Set task »
Rewrite the rows below, swapping "wildlife census station" for "game reserve outpost" everywhere it appears and keeping everything else the same. Omit the pictures from your answer.

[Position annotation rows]
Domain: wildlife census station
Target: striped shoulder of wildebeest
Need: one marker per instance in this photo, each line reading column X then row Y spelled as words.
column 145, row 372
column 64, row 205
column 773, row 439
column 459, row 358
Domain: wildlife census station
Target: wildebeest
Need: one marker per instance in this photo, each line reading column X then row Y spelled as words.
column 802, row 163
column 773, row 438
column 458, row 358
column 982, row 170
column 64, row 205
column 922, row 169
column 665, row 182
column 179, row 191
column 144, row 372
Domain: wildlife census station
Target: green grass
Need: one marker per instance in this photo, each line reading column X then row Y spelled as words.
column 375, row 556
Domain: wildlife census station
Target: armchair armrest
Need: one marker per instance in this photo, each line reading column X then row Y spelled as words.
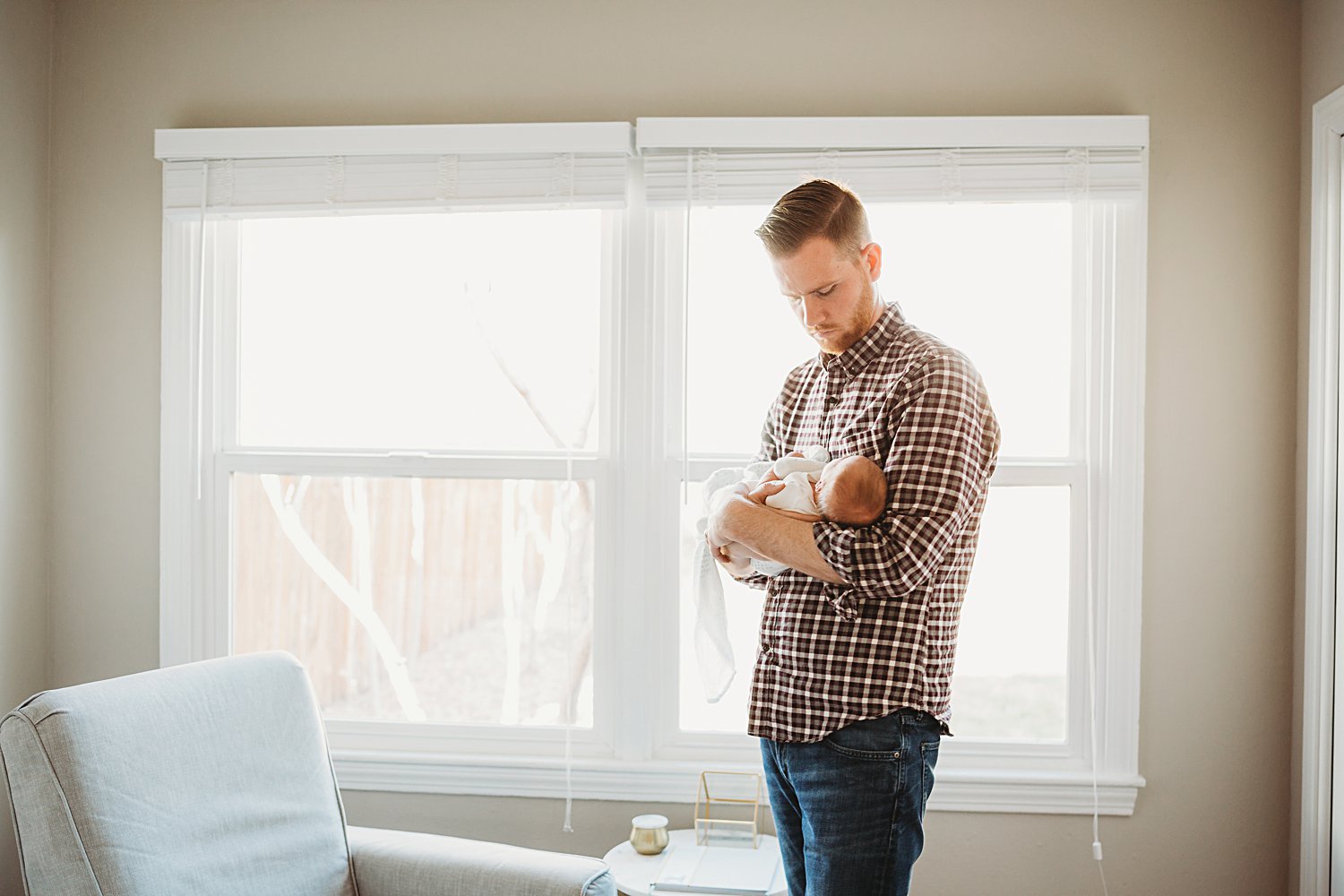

Answer to the task »
Domain: game reserve outpost
Target: striped shoulder of wildebeest
Need: one marker per instance in this photo, each line reading column X then row Y spelled as words.
column 145, row 372
column 64, row 205
column 773, row 439
column 459, row 358
Domain: game reserve outpost
Target: wildebeest
Need: one marker per instance in this photo, each line reading column X then row Y spelled as words.
column 802, row 163
column 773, row 438
column 458, row 358
column 982, row 170
column 64, row 205
column 922, row 169
column 665, row 182
column 179, row 191
column 144, row 372
Domain: game reserve outpost
Target: green grass
Need: one marker per instance in this photo, each line reading column X then row Y spelled as words.
column 375, row 556
Domain: game reserve outpost
Target: armchair armrest
Need: one marker per instance in this photo, each line reading column X then row Y spelled as words.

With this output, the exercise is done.